THE SIXTH RESPONDENT’S OPPOSITION
[45] Having been joined as a party to the proceedings the Sixth Respondent’s opposition mirrored that of the Second Respondent. In addition thereto the Sixth Respondent stated the following:
(a) On 19 October 2020 the it was granted a temporary occupation certificate by the Municipality, valid for six months, and it opened its doors on the same day;
(b) It services approximately 70 customers a day and fills chronic/recurring subscriptions for approximately 100 people;
(c) It holds stock of approximately R450,000.00, which has a limited shelf life;
(d) It employs four people;
(e) It has average monthly expenses of approximately R80,000.00.
THE APPLICANT’S RESPONSE
[46] As already alluded to above, as a result of what emerged from the opposing affidavits the Applicant was obliged to bring a joinder application to reflect the Sixth Respondent as a party to the proceedings and also an application to amend the notice of motion.
[47] Insofar as the Regulations / Guidelines are concerned the Applicant attached a letter from the Department refusing an application for a pharmacy in the town of Brits on the basis that, firstly, it was within 500 meters of other pharmacies and, secondly, the population density did not warrant another pharmacy.
[48] Other than that, nothing new emerged from the Applicant’s replying affidavits.
THE CASE AGAINST THE FIRST RESPONDENT
[49] The Applicant initially believed that the First and Second Respondents where in some sort of partnership. What led it to believe this is not known. In fact, the First Respondent is the owner of the Premises and it had concluded a lease agreement with the Second Respondent. That is its only connection to the matter.
[50] Notwithstanding this error on its part, was the Applicant in any event entitled to interdict the First Respondent continuing with the alleged “construction activities or renovation works” in respect of the Premises? I do not believe so. Even if the works in question were being done without the necessary planning permission – and there is no evidence that this is so – the Applicant, whose own premises are 270m away, does not explain the basis upon which it had locus standi to compel the Municipality to take steps to prevent the works from continuing and to have the First Respondent prosecuted from contravening the law.

About this exercise: According to the court excerpt, on what two grounds did the Department refuse the pharmacy application in Brits?

Recorded information:
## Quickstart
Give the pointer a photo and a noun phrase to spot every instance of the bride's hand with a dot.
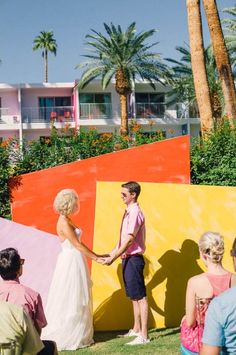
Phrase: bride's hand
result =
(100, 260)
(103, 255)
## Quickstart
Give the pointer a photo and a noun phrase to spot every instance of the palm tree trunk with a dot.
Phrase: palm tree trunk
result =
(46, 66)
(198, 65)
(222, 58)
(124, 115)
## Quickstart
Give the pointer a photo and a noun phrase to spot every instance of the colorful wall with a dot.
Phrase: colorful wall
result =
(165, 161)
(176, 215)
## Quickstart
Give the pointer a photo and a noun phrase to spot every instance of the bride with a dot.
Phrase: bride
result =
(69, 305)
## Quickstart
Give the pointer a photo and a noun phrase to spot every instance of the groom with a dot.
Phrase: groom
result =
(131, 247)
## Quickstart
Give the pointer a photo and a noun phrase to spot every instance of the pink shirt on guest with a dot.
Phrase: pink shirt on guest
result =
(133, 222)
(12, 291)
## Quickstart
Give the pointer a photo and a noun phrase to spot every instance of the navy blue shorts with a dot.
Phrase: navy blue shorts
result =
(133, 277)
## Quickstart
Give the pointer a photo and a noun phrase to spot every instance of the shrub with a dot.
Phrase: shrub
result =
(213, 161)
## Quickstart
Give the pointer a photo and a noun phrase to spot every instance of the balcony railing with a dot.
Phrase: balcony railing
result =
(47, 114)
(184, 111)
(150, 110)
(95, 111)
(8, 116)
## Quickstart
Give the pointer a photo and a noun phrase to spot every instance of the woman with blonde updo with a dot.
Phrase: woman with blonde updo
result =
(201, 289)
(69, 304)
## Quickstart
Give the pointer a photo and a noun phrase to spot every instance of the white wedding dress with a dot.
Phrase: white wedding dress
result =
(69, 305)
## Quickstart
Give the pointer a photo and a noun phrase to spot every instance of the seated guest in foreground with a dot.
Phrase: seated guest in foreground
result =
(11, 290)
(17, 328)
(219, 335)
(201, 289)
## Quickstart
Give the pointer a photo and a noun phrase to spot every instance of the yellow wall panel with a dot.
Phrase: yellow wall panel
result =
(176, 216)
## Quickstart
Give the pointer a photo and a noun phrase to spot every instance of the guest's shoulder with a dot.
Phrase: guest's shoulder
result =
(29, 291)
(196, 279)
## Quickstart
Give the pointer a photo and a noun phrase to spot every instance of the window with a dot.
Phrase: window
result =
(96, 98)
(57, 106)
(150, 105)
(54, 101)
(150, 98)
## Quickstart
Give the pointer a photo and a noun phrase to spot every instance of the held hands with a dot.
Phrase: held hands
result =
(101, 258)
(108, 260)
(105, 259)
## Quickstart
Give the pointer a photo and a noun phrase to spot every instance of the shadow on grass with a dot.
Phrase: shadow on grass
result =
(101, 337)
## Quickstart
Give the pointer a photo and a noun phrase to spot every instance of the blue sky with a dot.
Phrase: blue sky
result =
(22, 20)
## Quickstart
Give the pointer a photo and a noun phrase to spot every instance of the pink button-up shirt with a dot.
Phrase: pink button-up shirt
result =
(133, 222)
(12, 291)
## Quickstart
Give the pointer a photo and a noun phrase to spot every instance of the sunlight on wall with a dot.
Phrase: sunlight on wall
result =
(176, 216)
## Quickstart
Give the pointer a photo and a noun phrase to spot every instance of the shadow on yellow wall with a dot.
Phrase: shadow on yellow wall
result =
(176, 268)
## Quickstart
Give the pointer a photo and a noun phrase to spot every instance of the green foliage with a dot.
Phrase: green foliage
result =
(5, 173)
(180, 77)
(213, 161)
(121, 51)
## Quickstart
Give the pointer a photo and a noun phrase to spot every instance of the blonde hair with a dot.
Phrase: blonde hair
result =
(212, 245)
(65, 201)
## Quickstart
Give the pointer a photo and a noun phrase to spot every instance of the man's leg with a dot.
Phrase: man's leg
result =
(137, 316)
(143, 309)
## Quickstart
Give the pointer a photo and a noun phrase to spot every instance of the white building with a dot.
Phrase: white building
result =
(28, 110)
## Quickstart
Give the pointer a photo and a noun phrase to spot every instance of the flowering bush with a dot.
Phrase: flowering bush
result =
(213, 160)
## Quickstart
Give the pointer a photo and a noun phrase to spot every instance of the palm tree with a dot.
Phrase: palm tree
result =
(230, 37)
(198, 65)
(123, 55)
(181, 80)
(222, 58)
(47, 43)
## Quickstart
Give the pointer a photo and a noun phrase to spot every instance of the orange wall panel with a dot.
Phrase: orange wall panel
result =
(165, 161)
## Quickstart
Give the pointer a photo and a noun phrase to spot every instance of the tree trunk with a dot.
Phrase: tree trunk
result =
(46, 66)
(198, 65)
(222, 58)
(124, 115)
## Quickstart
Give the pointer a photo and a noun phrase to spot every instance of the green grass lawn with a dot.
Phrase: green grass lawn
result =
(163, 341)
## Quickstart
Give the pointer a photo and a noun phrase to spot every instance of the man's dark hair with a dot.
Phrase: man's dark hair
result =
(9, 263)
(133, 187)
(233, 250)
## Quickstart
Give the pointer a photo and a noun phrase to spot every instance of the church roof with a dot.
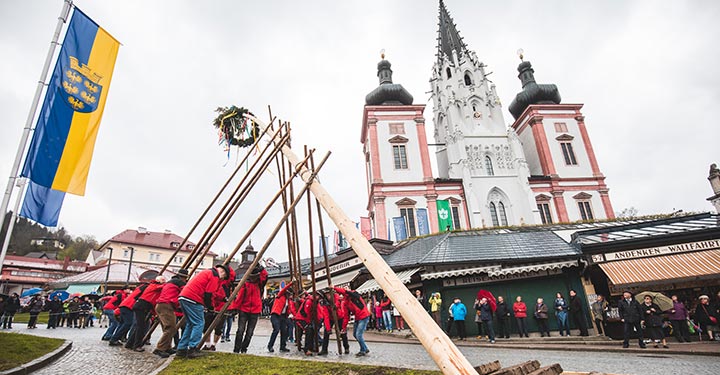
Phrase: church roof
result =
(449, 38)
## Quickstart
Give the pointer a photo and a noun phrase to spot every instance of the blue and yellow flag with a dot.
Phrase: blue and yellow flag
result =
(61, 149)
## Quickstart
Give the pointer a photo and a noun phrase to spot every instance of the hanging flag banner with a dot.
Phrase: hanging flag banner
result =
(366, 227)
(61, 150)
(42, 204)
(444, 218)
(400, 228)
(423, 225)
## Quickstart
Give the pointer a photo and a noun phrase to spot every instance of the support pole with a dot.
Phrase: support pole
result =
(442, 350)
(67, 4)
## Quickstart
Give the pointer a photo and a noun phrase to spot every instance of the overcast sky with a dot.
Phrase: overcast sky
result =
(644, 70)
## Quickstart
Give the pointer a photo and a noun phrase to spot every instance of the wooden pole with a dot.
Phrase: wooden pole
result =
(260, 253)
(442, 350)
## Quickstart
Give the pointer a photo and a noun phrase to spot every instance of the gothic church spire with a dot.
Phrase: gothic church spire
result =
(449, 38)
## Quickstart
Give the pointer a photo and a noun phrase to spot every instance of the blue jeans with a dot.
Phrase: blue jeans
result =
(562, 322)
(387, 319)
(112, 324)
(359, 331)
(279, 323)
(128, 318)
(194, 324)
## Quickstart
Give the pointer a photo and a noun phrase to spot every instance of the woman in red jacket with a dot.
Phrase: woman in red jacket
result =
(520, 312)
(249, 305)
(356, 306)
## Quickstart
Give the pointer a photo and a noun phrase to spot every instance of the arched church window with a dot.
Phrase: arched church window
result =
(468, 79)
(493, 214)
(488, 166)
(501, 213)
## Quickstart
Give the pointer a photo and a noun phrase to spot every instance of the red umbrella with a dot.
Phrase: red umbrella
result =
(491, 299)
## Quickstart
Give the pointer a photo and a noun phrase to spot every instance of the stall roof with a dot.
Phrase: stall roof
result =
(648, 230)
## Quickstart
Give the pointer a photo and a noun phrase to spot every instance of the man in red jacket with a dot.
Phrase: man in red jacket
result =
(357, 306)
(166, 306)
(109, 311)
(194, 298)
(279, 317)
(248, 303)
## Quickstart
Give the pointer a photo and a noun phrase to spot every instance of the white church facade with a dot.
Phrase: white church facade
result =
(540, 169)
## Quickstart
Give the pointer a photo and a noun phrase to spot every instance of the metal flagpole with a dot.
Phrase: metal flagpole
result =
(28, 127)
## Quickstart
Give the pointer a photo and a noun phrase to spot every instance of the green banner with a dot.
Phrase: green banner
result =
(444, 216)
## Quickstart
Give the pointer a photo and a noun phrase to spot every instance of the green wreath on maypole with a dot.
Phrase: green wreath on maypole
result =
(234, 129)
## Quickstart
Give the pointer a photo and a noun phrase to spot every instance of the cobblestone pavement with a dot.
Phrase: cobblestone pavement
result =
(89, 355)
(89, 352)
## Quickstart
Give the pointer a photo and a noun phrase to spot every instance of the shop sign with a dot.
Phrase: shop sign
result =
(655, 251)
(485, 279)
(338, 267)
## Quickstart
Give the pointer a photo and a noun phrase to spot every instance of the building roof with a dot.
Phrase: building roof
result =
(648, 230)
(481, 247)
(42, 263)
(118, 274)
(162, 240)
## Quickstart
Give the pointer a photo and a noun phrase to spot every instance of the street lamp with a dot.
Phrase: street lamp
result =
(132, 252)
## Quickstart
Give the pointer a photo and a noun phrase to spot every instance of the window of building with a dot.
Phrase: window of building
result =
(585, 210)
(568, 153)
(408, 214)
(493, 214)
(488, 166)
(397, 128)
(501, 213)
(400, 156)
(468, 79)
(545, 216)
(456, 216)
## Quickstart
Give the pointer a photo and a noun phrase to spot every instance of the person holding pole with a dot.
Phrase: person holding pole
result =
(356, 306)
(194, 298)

Result for this task: It was within 500 meters of other pharmacies, and the population density did not warrant another pharmacy.